• [Document section]
>> start
Re: Tuplesort merge pre-reading

From: Peter Geoghegan <pg(at)heroku(dot)com>
To: Heikki Linnakangas <hlinnaka(at)iki(dot)fi>
Cc: Claudio Freire <klaussfreire(at)gmail(dot)com>, pgsql-hackers <pgsql-hackers(at)postgresql(dot)org>
Subject: Re: Tuplesort merge pre-reading
Date: 2016-09-28 16:11:52
Message-ID: CAM3SWZTv6TOqtAE9n-o7+b=xF-TWfvo0nznSjRX1xX3SBgvETw@mail.gmail.com
Views: Raw Message | Whole Thread | Download mbox | Resend email
Thread:
Lists: pgsql-hackers

On Wed, Sep 28, 2016 at 5:04 PM, Heikki Linnakangas <hlinnaka(at)iki(dot)fi> wrote:
>> Not sure that I understand. I agree that each merge pass tends to use
>> roughly the same number of tapes, but the distribution of real runs on
>> tapes is quite unbalanced in earlier merge passes (due to dummy runs).
>> end
• [Position identification records]
>> start
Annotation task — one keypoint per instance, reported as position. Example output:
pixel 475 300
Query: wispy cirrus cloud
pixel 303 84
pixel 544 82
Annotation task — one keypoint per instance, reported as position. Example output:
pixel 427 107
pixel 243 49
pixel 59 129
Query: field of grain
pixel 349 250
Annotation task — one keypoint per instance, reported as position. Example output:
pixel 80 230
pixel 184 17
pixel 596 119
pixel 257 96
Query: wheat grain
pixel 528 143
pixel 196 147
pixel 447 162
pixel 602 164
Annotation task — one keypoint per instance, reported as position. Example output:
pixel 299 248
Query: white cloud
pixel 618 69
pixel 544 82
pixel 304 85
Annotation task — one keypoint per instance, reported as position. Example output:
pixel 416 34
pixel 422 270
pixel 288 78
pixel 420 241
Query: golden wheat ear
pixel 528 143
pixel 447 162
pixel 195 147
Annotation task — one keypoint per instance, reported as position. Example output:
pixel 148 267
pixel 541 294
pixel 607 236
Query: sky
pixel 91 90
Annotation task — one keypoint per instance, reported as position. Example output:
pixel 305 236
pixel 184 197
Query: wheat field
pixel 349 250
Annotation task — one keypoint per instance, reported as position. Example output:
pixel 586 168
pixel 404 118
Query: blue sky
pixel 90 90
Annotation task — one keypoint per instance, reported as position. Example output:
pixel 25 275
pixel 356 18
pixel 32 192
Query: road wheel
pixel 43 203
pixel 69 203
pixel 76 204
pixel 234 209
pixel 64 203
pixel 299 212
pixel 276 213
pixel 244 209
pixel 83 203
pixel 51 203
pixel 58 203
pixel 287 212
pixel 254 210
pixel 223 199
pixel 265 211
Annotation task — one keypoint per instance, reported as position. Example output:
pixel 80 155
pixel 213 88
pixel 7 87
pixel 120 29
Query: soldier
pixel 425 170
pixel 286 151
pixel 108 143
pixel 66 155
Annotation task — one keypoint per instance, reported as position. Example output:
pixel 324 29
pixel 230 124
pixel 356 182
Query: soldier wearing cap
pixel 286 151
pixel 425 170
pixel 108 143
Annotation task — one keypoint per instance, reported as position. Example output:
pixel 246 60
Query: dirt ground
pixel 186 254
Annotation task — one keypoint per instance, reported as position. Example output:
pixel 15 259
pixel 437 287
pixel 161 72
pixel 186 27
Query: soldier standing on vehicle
>> end
Write the next part of the mailing-list reply on tuplesort merge pre-reading, picking up right after its last sentence. The lines above are not needed for this work.

>> It looks like you're always using batch memory, even for non-final
>> merges. Won't that fail to be in balance much of the time because of
>> the lopsided distribution of runs? Tapes have an uneven amount of real
>> data in earlier merge passes.
>
>
> How does the distribution of the runs on the tapes matter?

The exact details are not really relevant to this discussion (I think
it's confusing that we simply say "Target Fibonacci run counts",
FWIW), but the simple fact that it can be quite uneven is.

This is why I never pursued batch memory for non-final merges. Isn't
that what you're doing here? You're pretty much always setting
"state->batchUsed = true".

>> I'm basically repeating myself here, but: I think it's incorrect that
>> LogicalTapeAssignReadBufferSize() is called so indiscriminately (more
>> generally, it is questionable that it is called in such a high level
>> routine, rather than the start of a specific merge pass -- I said so a
>> couple of times already).
>
>
> You can't release the tape buffer at the end of a pass, because the buffer
> of a tape will already be filled with data from the next run on the same
> tape.

Okay, but can't you just not use batch memory for non-final merges,
per my initial approach? That seems far cleaner.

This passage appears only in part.